What you should do:
What is needed is a word-for-word copy of the listing below, without pictures.

Given data:
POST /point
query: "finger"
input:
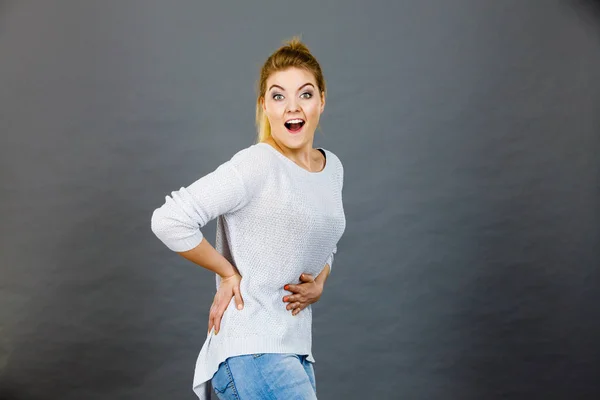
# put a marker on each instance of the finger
(210, 314)
(218, 318)
(292, 288)
(297, 310)
(238, 297)
(307, 278)
(293, 298)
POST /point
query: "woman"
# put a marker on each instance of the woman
(280, 216)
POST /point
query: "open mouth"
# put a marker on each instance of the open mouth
(294, 125)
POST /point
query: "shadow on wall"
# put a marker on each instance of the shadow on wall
(87, 334)
(588, 10)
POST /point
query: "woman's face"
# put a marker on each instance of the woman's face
(293, 104)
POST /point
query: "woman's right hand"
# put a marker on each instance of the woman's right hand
(229, 287)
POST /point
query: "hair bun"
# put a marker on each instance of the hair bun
(296, 44)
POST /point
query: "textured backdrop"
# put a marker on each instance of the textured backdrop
(469, 131)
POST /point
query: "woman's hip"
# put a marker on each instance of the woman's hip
(265, 376)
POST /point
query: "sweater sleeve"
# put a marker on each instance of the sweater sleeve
(178, 221)
(340, 179)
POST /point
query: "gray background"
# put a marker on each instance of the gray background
(469, 132)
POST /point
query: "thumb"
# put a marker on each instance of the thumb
(238, 297)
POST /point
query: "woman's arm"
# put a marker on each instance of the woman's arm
(178, 221)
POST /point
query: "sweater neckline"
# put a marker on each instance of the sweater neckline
(293, 164)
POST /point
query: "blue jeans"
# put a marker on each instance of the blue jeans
(265, 376)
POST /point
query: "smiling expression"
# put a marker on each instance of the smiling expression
(293, 104)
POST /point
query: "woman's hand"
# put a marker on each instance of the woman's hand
(304, 294)
(229, 287)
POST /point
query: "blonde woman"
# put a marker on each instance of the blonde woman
(279, 211)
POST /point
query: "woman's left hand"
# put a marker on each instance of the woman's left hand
(307, 292)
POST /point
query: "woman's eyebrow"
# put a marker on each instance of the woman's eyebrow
(277, 86)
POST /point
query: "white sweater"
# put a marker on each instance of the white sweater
(276, 221)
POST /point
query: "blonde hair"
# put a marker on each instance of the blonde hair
(293, 53)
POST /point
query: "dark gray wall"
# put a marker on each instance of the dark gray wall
(469, 131)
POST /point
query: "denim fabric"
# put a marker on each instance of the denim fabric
(265, 376)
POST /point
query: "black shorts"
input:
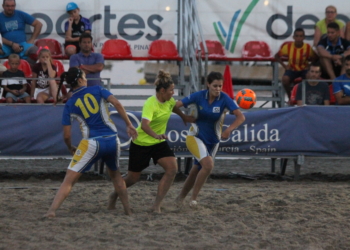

Response area:
POST /point
query: "finger"
input:
# put a marker on each instance of the finger
(210, 314)
(218, 318)
(292, 288)
(297, 310)
(238, 297)
(307, 278)
(293, 298)
POST /point
query: "woman"
# put a marker on each instance of the woman
(280, 216)
POST /point
query: "open mouth"
# put a marker on each instance of the open mouth
(294, 125)
POST /point
query: "shadow on wall"
# put a marker on each instance of the shadow on wall
(87, 334)
(588, 10)
POST /point
query: "woman's face"
# put a marker on each instance of the woman's face
(293, 104)
POST /point
query: "woman's right hand"
# put a marker on each instance of the woman's right hand
(229, 287)
POST /point
query: "hair bun"
# put a marker on each instance of the hair bun
(296, 44)
POST /point
query: "textured backdrop"
# put a marker on each instance of the textured backdrop
(469, 131)
POST /point
query: "woman's hip"
# put a marker on each instance of the woman's hip
(265, 376)
POST /point
query: "sweater sleeve"
# put a marker on each instance of the sweater sleeve
(178, 221)
(340, 179)
POST /point
query: "gray background"
# put a marker on each instance of the gray background
(469, 132)
POST /point
query: "thumb"
# put a marker on each instance of the thumb
(238, 297)
POST /point
query: "woman's arm"
# put a marker on each instance of the woman's arm
(178, 221)
POST /point
query: "sweater neckline"
# put a marker on each instance of the sweater neckline
(293, 164)
POST /point
query: "blue jeans"
# put a marker on each instance of the blue jeans
(265, 376)
POST /point
query: "smiling expression"
# put a marker on each instance of the smiling expression
(293, 104)
POST /point
query: "woman's hand"
# put a marker on each instance of the woman's hand
(304, 294)
(229, 287)
POST /point
query: "blonde woman"
# put a marker on each instance of the blonde woman
(279, 211)
POST /point
query: "woman's left hand"
# put a marker on each instance of the woman's left hand
(307, 292)
POST /point
query: "woman's eyebrow"
# put a marker on each instance of the woman's eyebrow
(277, 86)
POST /point
query: "white sweater"
# put a marker on each instance of the white sweater
(276, 221)
POST /point
query: "blonde hair"
# put a marker on each instance of the blonde hair
(293, 53)
POST /point
query: "dark gray wall"
# put a marker on each instance of the dark gray wall
(469, 131)
POST /point
query: "denim fabric"
# put a marker on each instance of the denim fabric
(265, 376)
POST /point
query: "black shorts"
input:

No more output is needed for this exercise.